▶ [MATERIAL SUPPLIED]:
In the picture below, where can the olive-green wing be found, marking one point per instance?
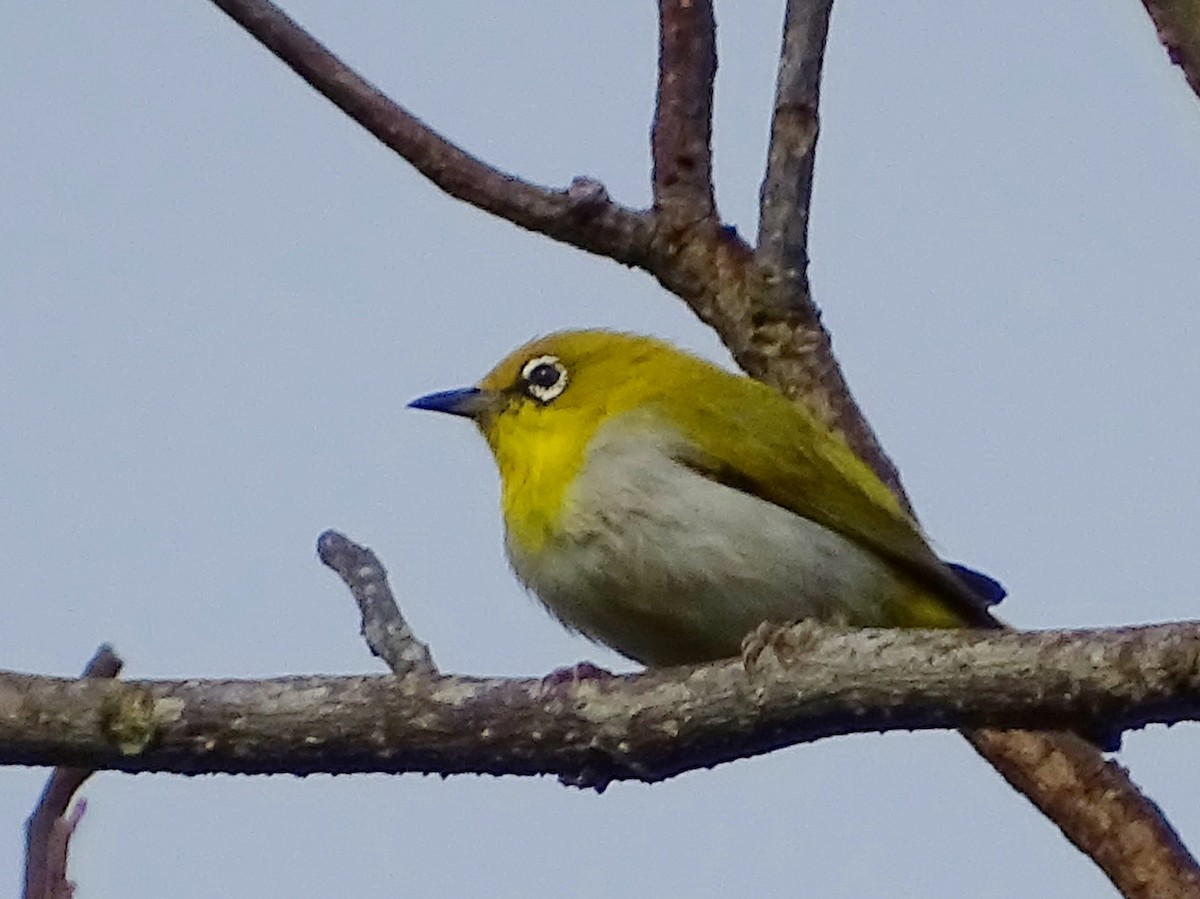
(778, 451)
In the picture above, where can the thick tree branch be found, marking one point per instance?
(1179, 28)
(787, 187)
(1092, 802)
(762, 313)
(384, 627)
(683, 126)
(598, 226)
(49, 827)
(796, 685)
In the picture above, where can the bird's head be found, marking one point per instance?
(562, 388)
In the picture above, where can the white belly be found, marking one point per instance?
(666, 565)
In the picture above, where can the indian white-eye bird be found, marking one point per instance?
(666, 508)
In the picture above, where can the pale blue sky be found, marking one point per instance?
(216, 295)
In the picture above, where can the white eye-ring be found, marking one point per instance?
(544, 377)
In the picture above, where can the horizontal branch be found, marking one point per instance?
(799, 685)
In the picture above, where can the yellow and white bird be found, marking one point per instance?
(666, 508)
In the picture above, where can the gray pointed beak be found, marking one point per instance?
(468, 402)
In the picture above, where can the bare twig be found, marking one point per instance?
(48, 828)
(799, 685)
(1097, 808)
(683, 126)
(784, 203)
(605, 228)
(384, 627)
(1179, 28)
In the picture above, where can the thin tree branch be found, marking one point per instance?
(787, 186)
(1179, 28)
(384, 627)
(784, 203)
(49, 828)
(769, 324)
(1096, 807)
(683, 124)
(599, 227)
(796, 685)
(1093, 802)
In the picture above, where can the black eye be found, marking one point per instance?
(544, 377)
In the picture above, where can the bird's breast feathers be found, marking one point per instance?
(666, 565)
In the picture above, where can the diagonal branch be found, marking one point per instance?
(384, 627)
(796, 685)
(683, 124)
(1177, 23)
(597, 223)
(762, 313)
(49, 828)
(787, 187)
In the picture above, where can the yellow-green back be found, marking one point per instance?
(733, 430)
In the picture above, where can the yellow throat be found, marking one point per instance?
(665, 507)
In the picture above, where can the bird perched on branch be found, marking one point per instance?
(666, 508)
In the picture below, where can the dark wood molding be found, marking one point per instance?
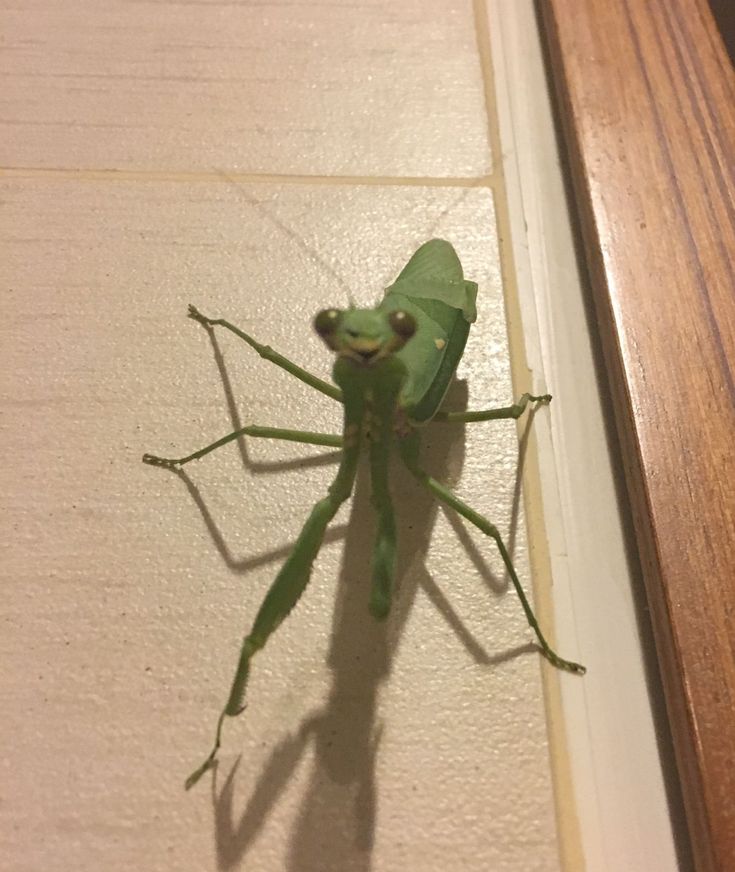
(646, 95)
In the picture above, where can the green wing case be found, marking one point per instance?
(432, 288)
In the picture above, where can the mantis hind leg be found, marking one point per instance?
(283, 595)
(409, 451)
(515, 411)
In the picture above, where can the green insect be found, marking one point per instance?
(394, 364)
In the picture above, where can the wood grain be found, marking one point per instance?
(647, 99)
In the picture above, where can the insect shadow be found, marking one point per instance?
(335, 827)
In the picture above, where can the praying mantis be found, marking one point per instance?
(394, 364)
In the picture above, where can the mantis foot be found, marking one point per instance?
(165, 462)
(197, 316)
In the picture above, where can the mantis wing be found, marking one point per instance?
(432, 288)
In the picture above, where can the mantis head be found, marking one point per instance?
(365, 335)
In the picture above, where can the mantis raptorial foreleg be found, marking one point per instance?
(267, 353)
(514, 411)
(285, 591)
(306, 437)
(409, 453)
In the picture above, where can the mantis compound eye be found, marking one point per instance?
(326, 322)
(402, 324)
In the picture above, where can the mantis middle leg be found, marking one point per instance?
(514, 411)
(267, 353)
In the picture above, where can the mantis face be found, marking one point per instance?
(364, 336)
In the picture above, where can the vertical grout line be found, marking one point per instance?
(571, 856)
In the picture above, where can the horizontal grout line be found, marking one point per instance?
(216, 175)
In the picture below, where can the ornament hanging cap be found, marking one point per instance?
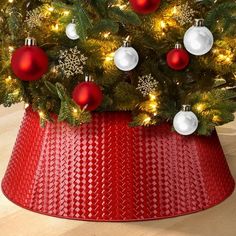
(178, 46)
(186, 108)
(199, 22)
(30, 41)
(127, 42)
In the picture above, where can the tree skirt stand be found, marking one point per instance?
(108, 171)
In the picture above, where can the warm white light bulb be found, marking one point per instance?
(71, 31)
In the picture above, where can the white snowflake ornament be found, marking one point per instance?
(184, 14)
(147, 84)
(72, 61)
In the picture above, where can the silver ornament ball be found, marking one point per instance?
(198, 40)
(185, 121)
(126, 58)
(71, 31)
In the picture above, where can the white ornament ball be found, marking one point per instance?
(126, 58)
(185, 121)
(198, 40)
(71, 31)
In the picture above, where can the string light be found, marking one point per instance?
(26, 105)
(174, 10)
(55, 27)
(200, 107)
(11, 49)
(16, 93)
(110, 57)
(106, 35)
(51, 9)
(152, 97)
(146, 120)
(162, 24)
(8, 79)
(216, 119)
(42, 114)
(75, 111)
(66, 13)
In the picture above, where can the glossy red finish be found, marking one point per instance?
(107, 171)
(178, 59)
(89, 95)
(29, 63)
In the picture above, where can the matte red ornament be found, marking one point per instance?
(178, 58)
(89, 95)
(109, 171)
(145, 6)
(29, 63)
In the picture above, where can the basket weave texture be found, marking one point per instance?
(107, 171)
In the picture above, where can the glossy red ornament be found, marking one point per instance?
(145, 6)
(88, 94)
(29, 62)
(178, 58)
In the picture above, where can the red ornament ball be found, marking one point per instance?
(145, 6)
(178, 59)
(29, 63)
(89, 95)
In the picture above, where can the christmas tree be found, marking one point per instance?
(121, 56)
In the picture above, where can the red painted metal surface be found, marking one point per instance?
(107, 171)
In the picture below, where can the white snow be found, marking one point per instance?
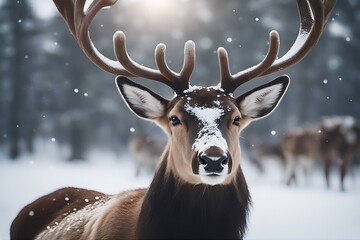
(278, 212)
(209, 135)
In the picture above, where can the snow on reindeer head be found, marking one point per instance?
(203, 124)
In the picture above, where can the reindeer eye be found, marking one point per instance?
(237, 121)
(175, 120)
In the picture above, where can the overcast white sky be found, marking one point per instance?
(44, 8)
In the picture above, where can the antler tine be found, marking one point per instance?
(181, 79)
(135, 68)
(314, 16)
(230, 82)
(79, 24)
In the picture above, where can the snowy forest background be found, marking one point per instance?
(50, 91)
(53, 97)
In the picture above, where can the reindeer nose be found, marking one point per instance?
(213, 163)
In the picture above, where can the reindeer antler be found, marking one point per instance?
(79, 23)
(314, 15)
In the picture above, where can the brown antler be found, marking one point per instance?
(79, 23)
(314, 15)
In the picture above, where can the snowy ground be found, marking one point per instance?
(278, 212)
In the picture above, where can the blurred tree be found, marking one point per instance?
(18, 23)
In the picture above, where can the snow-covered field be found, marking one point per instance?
(278, 212)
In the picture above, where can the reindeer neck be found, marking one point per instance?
(173, 209)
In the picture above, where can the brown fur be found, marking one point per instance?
(326, 142)
(179, 202)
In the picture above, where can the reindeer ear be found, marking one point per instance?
(141, 100)
(261, 101)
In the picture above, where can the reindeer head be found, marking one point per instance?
(203, 123)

▶ [GIVEN EXERCISE]:
The material above holds pictures; copy everything else in it exactly.

▶ [TASK RESULT]:
In the picture below, where can the olive-green wing be found, marking one point per instance?
(778, 451)
In the picture above, where can the thick tree branch be found, marking one point per instance?
(1179, 28)
(787, 187)
(1092, 802)
(762, 313)
(384, 627)
(683, 126)
(598, 226)
(49, 827)
(796, 685)
In the picture above, where can the bird's head be found, marking one point per instance?
(562, 388)
In the picture above, where can the white belly be found, marking one point per instance?
(666, 565)
In the picture above, where can the indian white-eye bird be found, marking one point per instance?
(666, 508)
In the picture above, where can the pale blue sky be found, marking one point per instance?
(216, 295)
In the picture above, where can the white eye-ring be found, marking one point per instance?
(544, 377)
In the picture above, where can the horizontal branch be found, marking one point per instance?
(799, 685)
In the picture above, where can the yellow and white bird be found, marking one point per instance?
(666, 508)
In the picture above, where can the gray pointed beak be found, marking one point per instance?
(468, 402)
In the picture above, where can the bare twig be found, marking one point per instance?
(48, 828)
(799, 685)
(1097, 808)
(683, 126)
(784, 203)
(605, 228)
(384, 627)
(1179, 28)
In the picture above, where can the thin tree branch be found, marking one point per instance?
(787, 186)
(1179, 28)
(384, 627)
(784, 203)
(49, 828)
(769, 324)
(1096, 807)
(683, 124)
(599, 227)
(796, 685)
(1093, 802)
In the picture above, where can the black eye be found, marking one point per instance?
(544, 377)
In the picture above, where can the bird's breast feathers be found, marking one point per instance?
(666, 565)
In the picture above, where can the diagonal branch be found, marking one point per instance?
(384, 627)
(796, 685)
(683, 124)
(1177, 23)
(597, 223)
(762, 313)
(49, 828)
(787, 187)
In the picture above, where can the yellow-green back be found, marking one point per instance?
(733, 430)
In the picture above, where can the yellow throat be found, marking one point per instance?
(665, 507)
In the picture above, where can the bird perched on branch be found, marking one point per instance?
(666, 508)
In the picture below, where can the dark wood molding be found, marking one point per instance?
(646, 95)
In the picture above, where can the green wing case be found, marking one point per instance?
(432, 288)
In the picture above, where can the mantis hind leg be found, marking one point per instance?
(283, 595)
(409, 451)
(515, 411)
In the picture above, where can the green insect be found, marking one point per instance?
(394, 364)
In the picture above, where can the wood grain be found, marking one point per instance?
(647, 99)
In the picture above, where can the insect shadow be found, marking one point per instance?
(335, 827)
In the picture above, where can the praying mantis be found, marking one point per instance?
(394, 364)
In the picture above, where can the mantis foot be found, marking one point per instance?
(165, 462)
(197, 316)
In the picture above, where can the mantis wing be found, marking one point per instance?
(432, 288)
In the picture above, where can the mantis head be found, marking one point per instance?
(365, 335)
In the picture above, where can the mantis raptorial foreleg be found, marking one point per instance?
(267, 353)
(514, 411)
(285, 591)
(306, 437)
(409, 453)
In the picture above, where can the mantis compound eye be found, marking one point per instance?
(326, 322)
(402, 324)
In the picture above, where can the mantis middle leg be found, marking one point per instance?
(514, 411)
(267, 353)
In the picture above, where can the mantis face be found, marking one point per instance?
(364, 336)
In the picture above, where can the vertical grout line be found, marking one point per instance?
(571, 856)
In the picture above, where can the horizontal grout line be found, marking one point per instance?
(216, 175)
In the picture below, where can the ornament hanging cap be found, marking one point per instance?
(178, 46)
(186, 108)
(199, 22)
(30, 41)
(127, 42)
In the picture above, where can the tree skirt stand be found, marking one point per instance?
(108, 171)
In the picture above, where can the warm white light bulb be found, marking one point per instance?
(71, 31)
In the picture above, where can the white snowflake ornament be found, marking one point per instance?
(184, 14)
(147, 84)
(72, 61)
In the picture above, where can the silver ornament ball be found, marking one point per instance?
(198, 40)
(185, 121)
(126, 58)
(71, 31)
In the picture above, where can the white ornament ball be found, marking one point per instance?
(126, 58)
(185, 121)
(198, 40)
(71, 31)
In the picture above, where can the string light be found, marking one point per instance?
(26, 105)
(174, 10)
(55, 27)
(200, 107)
(11, 49)
(16, 93)
(110, 57)
(106, 35)
(51, 9)
(152, 97)
(146, 120)
(162, 24)
(8, 79)
(216, 119)
(42, 114)
(75, 111)
(66, 13)
In the picture above, where can the glossy red finish be found, marking one point per instance?
(107, 171)
(178, 59)
(89, 95)
(29, 63)
In the picture above, where can the matte red ornament be found, marking one point per instance?
(178, 58)
(89, 95)
(109, 171)
(145, 6)
(29, 63)
In the picture above, where can the basket weave texture be found, marking one point per instance?
(107, 171)
In the picture above, where can the glossy red ornament be found, marking one point per instance?
(145, 6)
(88, 94)
(29, 62)
(178, 58)
In the picture above, where can the red ornament ball be found, marking one point per instance?
(145, 6)
(178, 59)
(29, 63)
(89, 95)
In the picture above, where can the christmas tree be found, marking one point per instance?
(121, 56)
In the picture above, where can the red painted metal surface be found, marking one point per instance?
(107, 171)
In the picture below, where can the white snow be found, marking one point per instance?
(278, 212)
(209, 135)
In the picture above, where can the snow on reindeer head be found, marking one point per instance?
(203, 124)
In the picture above, where can the reindeer eye be found, marking one point per instance?
(237, 121)
(175, 120)
In the picture above, where can the overcast white sky be found, marking one point per instance?
(44, 8)
In the picture above, where can the antler tine be found, marking one point per instance?
(181, 79)
(135, 68)
(314, 16)
(230, 82)
(79, 24)
In the picture above, where can the snowy forest background be found, marking one point per instance?
(50, 91)
(53, 97)
In the picture above, where can the reindeer nose be found, marking one point per instance?
(213, 163)
In the picture above, where can the reindeer antler be found, marking one point per instance?
(79, 23)
(314, 15)
In the picture above, where can the brown antler be found, marking one point per instance?
(79, 23)
(314, 15)
In the picture above, where can the snowy ground be found, marking one point per instance?
(278, 212)
In the picture above, where can the blurred tree be found, marking one point per instance?
(18, 23)
In the picture above, where can the snow-covered field be found, marking one point per instance?
(278, 212)
In the picture above, where can the reindeer neck be found, marking one point per instance?
(173, 209)
In the picture above, where can the brown fur be found, marking one point per instance?
(326, 142)
(179, 202)
In the picture above, where can the reindeer ear be found, marking one point per instance?
(141, 100)
(261, 101)
In the picture above, where can the reindeer head be found, marking one point per instance?
(203, 123)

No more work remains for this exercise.